* Request 1: In the cemetery gate project text, how many cans of black spray paint were used?

* Reading passage:
::::

I added several lights, outlets and shelving for my stereo, but really you could pretty much anything or nothing in there.
Step 1: First: Sketch What You Want This to Look Like...and Make a Short Parts List
I usually have more than one idea sketched out, so I go back and figure out what I think I can afford.
The first idea involved making a accordion structure that would segment the walkway to my front door to create "rooms" as the kids walked up. I still may do this, but not this year - last year was too spooky and some kids would not come up the walk so I am trying to tone it down...
Back to the project - after I sketched the cemetery gate, I estimated what I would need in minimums.
2 - 4x8 sheets of cheap plywood
20 - 10' 1/2 PVC pipe (schedule 40 - sprinkler pipe)
4 - 2x4 8' long
6 - 1x4 8' long
6 - PVC 3/4" to 1/2" T fitting (close up to follow)
6 - PVC 1/2" end caps
1 - 4x8 sheet of pink (or blue) home insulating foam board
Foam board glue
Spray paint - cheap stuff $.99 black and gray (gray is double what the black is but you only need 2 cans - I used 12 cans of black on this project)
I needed other stuff too - but I have a pretty good stock of random parts and hardware as I have been doing this for about 20 years now...
Step 2: Buy the Stuff and Get Started!
I started by trying to lay out the columns on the plywood in such a way that I would get the most out of one sheet. I decided the best thing to do would be to just rip the plywood in half lengthwise and then clamp the two halves together. This would allow me to sketch on one side and trim both of the sides at once. Since I didn't have a template or even any measurements to go by, it was pretty important I keep the sheets together.

::::

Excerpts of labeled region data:
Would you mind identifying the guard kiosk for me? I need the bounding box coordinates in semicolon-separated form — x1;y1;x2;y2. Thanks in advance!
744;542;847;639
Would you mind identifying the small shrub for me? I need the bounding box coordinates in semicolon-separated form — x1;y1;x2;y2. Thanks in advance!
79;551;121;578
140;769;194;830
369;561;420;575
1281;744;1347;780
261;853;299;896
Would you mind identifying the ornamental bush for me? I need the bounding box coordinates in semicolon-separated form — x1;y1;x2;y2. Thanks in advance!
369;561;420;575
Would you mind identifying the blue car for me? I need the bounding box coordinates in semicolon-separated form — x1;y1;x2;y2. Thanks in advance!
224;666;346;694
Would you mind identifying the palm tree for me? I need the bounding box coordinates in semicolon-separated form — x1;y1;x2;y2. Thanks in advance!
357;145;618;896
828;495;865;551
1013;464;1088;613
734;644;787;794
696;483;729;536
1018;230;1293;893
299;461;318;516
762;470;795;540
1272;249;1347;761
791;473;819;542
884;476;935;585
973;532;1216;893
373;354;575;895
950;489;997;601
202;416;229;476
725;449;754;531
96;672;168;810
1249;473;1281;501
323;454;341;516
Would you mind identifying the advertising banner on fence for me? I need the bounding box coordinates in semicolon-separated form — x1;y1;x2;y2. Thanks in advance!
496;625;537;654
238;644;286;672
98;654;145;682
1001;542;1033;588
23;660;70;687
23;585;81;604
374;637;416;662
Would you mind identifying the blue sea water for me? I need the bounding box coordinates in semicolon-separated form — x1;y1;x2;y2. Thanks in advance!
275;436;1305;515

::::

* Request 2: Please copy the part of the entries that opens with the line containing "Would you mind identifying the small" and closes with the line containing "224;666;346;694".

* Full solution 1: 12 cans.

* Full solution 2:
Would you mind identifying the small shrub for me? I need the bounding box coordinates in semicolon-separated form — x1;y1;x2;y2. Thanks in advance!
79;551;121;578
140;769;194;830
369;561;420;575
1281;744;1347;780
261;853;299;896
Would you mind identifying the ornamental bush for me? I need the bounding box coordinates in semicolon-separated form — x1;y1;x2;y2. Thanks in advance!
369;561;420;575
Would you mind identifying the blue car for me? I need the bounding box coordinates in semicolon-separated form — x1;y1;x2;y2. Thanks in advance!
224;666;346;694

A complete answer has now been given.